_Consignes_
(a) Relevez, dans le texte sur les femmes enceintes non couvertes par la RAMQ, tous les établissements où la Dre Hélène Rousseau voit ces patientes.
(b) Reprenez le texte sur les femmes enceintes non couvertes par la RAMQ juste après sa dernière phrase et poursuivez-le.

_Texte à lire_
● ● ● ● ●

À court d'options, pour éviter l'endettement, certaines femmes se résignent à accoucher chez elles, dit la Dre Gérin. «C'est rare, mais ça arrive.»

*Tous les prénoms ont été modifiés pour protéger l'identité de nos interlocuteurs.

«Un chien serait mieux reçu à l'hôpital qu'une femme sans papiers»

Ce n'est pas une langue de bois. Bien au contraire.

La Dre Hélène Rousseau voit régulièrement des femmes enceintes non couvertes par la RAMQ au CLSC Côte-des-Neiges, à la Maison bleue et à l'Hôpital général juif, où elle travaille.

Pour parler du traitement réservé à ces femmes, elle n'y va pas par quatre chemins: «J'ai déjà écrit qu'un chien qui arriverait à l'hôpital serait mieux reçu qu'une femme sans papiers.»

Comme soignante, elle se voit contrainte de leur offrir un suivi moins complet: l'Hôpital général juif refuse de faire des tests si les patientes ne paient pas un dépôt de 15 000$. Cette notion de dépôt vise uniquement les femmes enceintes puisqu'une personne sans assurances qui ne serait pas enceinte peut tout à fait faire des tests sanguins si elle paie les frais afférents, de quelques dizaines de dollars selon elle.

● ● ● ● ●

_Entrées du jeu de données_
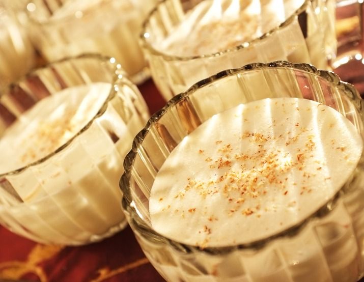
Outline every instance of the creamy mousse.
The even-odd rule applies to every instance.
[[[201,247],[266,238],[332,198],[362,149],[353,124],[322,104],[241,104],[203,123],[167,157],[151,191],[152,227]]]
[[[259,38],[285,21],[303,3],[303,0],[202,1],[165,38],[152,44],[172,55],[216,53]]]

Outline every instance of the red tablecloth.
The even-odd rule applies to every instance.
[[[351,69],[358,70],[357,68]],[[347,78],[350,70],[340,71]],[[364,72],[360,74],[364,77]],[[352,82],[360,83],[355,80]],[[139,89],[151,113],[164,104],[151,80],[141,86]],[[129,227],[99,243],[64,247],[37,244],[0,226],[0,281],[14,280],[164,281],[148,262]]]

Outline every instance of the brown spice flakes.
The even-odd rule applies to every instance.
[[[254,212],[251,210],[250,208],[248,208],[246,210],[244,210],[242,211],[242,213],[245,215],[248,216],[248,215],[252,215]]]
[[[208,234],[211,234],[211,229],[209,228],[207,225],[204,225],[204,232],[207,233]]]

● ● ● ● ●

_Réponses_
(a)
CLSC Côte-des-Neiges
Maison bleue
Hôpital général juif

(b)
«Ce qui est indécent, c'est qu'on ne sait jamais combien va coûter tel ou tel service. On ne peut jamais savoir si l'anesthésiste va accepter de faire une péridurale. J'ai déjà vu un résident exiger de l'argent pour son patron, et je me suis dit, en voyant les 60$ passer au-dessus de la table: «C'est l'épicerie de la semaine qui vient d'y passer.»»

Travailler avec son coeur

Dans ses années de pratique à l'Hôpital général juif, la Dre Rousseau n'a jamais demandé aux femmes non admissibles à la RAMQ de la payer pour ses soins.

«Pour moi, cela ne fait pas de différence. Je vais quand même avoir du beurre d'arachide sur mes toasts demain matin. Mais dans les équipes, on ne sait jamais comment ça va se passer.»

En 12 ans de pratique, la Dre Rousseau constate que le traitement réservé à ces femmes s'est dégradé, et ce, dans l'indifférence quasi générale.

«Dans l'opinion publique, les gens vont dire: «Ces femmes n'ont qu'à ne pas venir au Canada.» En partant, ça n'aide pas à mobiliser l'opinion publique, et mobiliser un gouvernement sans l'opinion publique, ce n'est pas facile.»

Comme d'autres médecins interviewés pour cet article, la Dre Rousseau, à son niveau, essaie de faire une différence: «Je travaille avec mon coeur, où je peux. Si j'arrête, je n'aide pas ces femmes-là.»

Endettés à vie

Malgré sa respiration rauque, c'est un nourrisson paisible qui dort dans son siège d'auto. Assis de chaque côté de lui, son père, Emmanuel, et sa mère, Cécile, racontent les problèmes de leur bébé. Ils montrent de nombreux papiers médicaux, dont la facture de plus de 30 000$ qu'ils ont reçue de l'hôpital Sainte-Justine.

D'abord, la grossesse. Sans couverture de la RAMQ, le couple a eu un suivi minimal.

Au bout de quelques mois, Emmanuel et Cécile découvrent la Clinique pour migrants de Médecins du monde, et une petite équipe se forme autour d'eux. Ils décident que l'accouchement aura lieu à la Cité-de-la-Santé, à Laval.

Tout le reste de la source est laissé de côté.